EXTRACT TO READ =>

Well, let's see. My count shows "Francis" the loser by 7 pictures. Donald and Peggy did 13,together Donald and Francis did only 6. Here they are:

"What"s Cookin"?" (1942)
"Private Buckaroo" (1942) *
"Give Out, Sisters" (1942)
"When Johnny Comes
Marching Home" (1942)
"Get Hep To Love" (!942)
"Top Man" (1943)
"Mister Big" (1943
"Chip Off the Old Block"(1944)
"Follow the Boys" (1944) *
"This is the Life" (1944)
"The Merry Monahans"(1944)
"Bowery to Broadway" (1944)
"Patrick the Great" (1945)


Ray McDonald did 2 Donald-less movies
with Peggy...

"Shamrock Hill" (1949)
"There's a Girl in My Heart" (1949)

Donald and Francis did:

"Francis"(1950)*, "Francis Goes to the Races" (1951)*,
Francis Goes to West Point" (1952)*,
"Francis Covers the Big Town"(1953)*,
Francis Joins the WACS' (1954)*
, and "Francis in the Navy" (1955)*.
Mickey Rooney subbed for Donald in the last "Francis" movie *
      Francis in the Haunted House" (1956)*!
*means it's on video!

Also did you know Donald O'Connor writes beautiful concert music and has written at least one symphony?

DATA =>

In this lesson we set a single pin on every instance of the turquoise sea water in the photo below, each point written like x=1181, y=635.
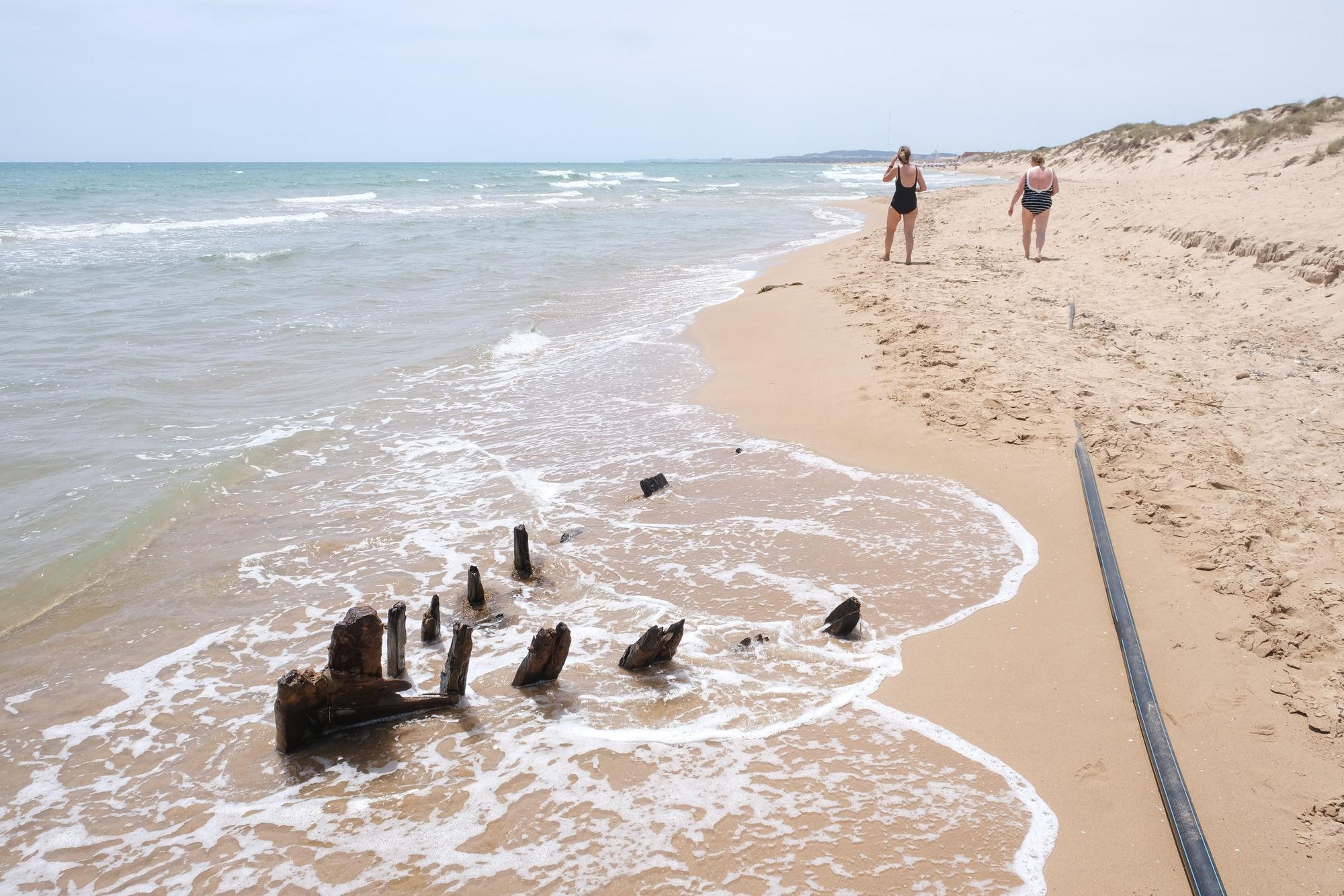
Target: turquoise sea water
x=239, y=401
x=161, y=319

WHAT IS NEEDED => Retype the passage on Donald O'Connor's films word for word, starting at "Mickey Rooney subbed" and ending at "least one symphony?".

RESULT BELOW =>
Mickey Rooney subbed for Donald in the last "Francis" movie *
      Francis in the Haunted House" (1956)*!
*means it's on video!

Also did you know Donald O'Connor writes beautiful concert music and has written at least one symphony?